[Start of Attachment]
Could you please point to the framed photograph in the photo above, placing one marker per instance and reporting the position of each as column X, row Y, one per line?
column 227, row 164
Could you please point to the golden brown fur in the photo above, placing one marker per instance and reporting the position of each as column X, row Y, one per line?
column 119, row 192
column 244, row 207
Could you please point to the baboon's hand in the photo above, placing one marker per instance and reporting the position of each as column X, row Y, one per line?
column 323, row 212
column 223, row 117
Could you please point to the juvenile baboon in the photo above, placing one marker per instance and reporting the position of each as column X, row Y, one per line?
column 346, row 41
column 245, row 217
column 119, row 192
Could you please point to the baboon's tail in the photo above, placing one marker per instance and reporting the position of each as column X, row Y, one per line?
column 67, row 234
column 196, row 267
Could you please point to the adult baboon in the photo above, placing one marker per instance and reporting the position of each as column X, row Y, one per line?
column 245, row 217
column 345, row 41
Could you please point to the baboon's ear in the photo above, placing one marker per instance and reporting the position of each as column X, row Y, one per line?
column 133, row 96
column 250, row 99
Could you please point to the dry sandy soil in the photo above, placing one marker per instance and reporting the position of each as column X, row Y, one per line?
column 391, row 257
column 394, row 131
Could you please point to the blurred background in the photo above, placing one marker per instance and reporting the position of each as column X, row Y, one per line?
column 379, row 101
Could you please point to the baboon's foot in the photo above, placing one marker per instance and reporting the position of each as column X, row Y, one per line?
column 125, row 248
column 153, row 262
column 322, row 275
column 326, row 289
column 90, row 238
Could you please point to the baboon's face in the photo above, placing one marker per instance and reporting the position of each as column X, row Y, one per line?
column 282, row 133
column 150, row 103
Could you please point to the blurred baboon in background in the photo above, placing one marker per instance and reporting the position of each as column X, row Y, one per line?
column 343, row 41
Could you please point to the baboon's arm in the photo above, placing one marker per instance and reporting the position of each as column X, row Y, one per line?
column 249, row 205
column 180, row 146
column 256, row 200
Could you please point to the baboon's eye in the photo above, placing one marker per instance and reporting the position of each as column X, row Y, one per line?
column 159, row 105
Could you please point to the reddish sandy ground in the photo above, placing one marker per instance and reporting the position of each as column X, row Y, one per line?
[End of Attachment]
■ WHAT NEEDS TO BE DONE: Write out the whole listing verbatim.

■ EXERCISE SOLUTION:
Could you please point to the framed photograph in the photo above, placing one marker per instance and reporting the position of each as column X, row Y, one per line?
column 227, row 164
Could you please point to the golden brown fur in the photo above, placing one marker per instance and reporting the position of each as column X, row Y, one per line?
column 119, row 192
column 244, row 207
Could you please point to the baboon's hand in the photo above, placing one marker per instance and reporting the position of each as column X, row Y, one per line?
column 323, row 212
column 223, row 117
Could you please point to the juvenile baboon in the photo above, placing one marker per instance and reporting the position of each as column X, row Y, one per line?
column 346, row 41
column 245, row 217
column 119, row 192
Could you please point to the baboon's tail in the photo above, placing one marker per instance and reporting the position of each as column X, row Y, one per line?
column 67, row 234
column 196, row 267
Could you please point to the adult baboon in the photo above, placing one marker per instance and reporting the position of each as column X, row Y, one per line?
column 245, row 217
column 345, row 41
Could you please point to the baboon's ear in the photo above, placing one marker per instance and reporting the position of each as column X, row Y, one per line?
column 133, row 96
column 250, row 99
Could you please point to the dry sandy soil in the photo above, placing one marker per instance and reporting the position of each as column X, row Y, one per line?
column 391, row 257
column 394, row 131
Could you please point to the blurred background in the photo above, placing one marker per instance and reporting the position of each as column X, row Y, one per line?
column 379, row 101
Could you please point to the baboon's foot in the photo above, placing one marker per instance and reporting the position of each as column X, row Y, one per line?
column 125, row 248
column 153, row 262
column 322, row 275
column 326, row 289
column 90, row 238
Could you please point to the baboon's face in the photo above, placing one marker per instance and reporting the position of each as column X, row Y, one per line?
column 282, row 133
column 150, row 103
Could you please point to the blurred baboon in background in the photo above, placing one marker per instance and reporting the position of each as column X, row Y, one per line?
column 343, row 41
Could you please point to the baboon's arm in the photo above, placing one marker per instance and reporting the position of each as column X, row Y, one per line?
column 249, row 205
column 180, row 146
column 256, row 200
Could you please point to the baboon's eye in the photo above, placing one marker per instance and reporting the position of each as column X, row Y, one per line?
column 159, row 105
Could you please point to the reddish sandy ground in the photo above, placing one marker per instance and reporting the position of each as column X, row Y, one per line?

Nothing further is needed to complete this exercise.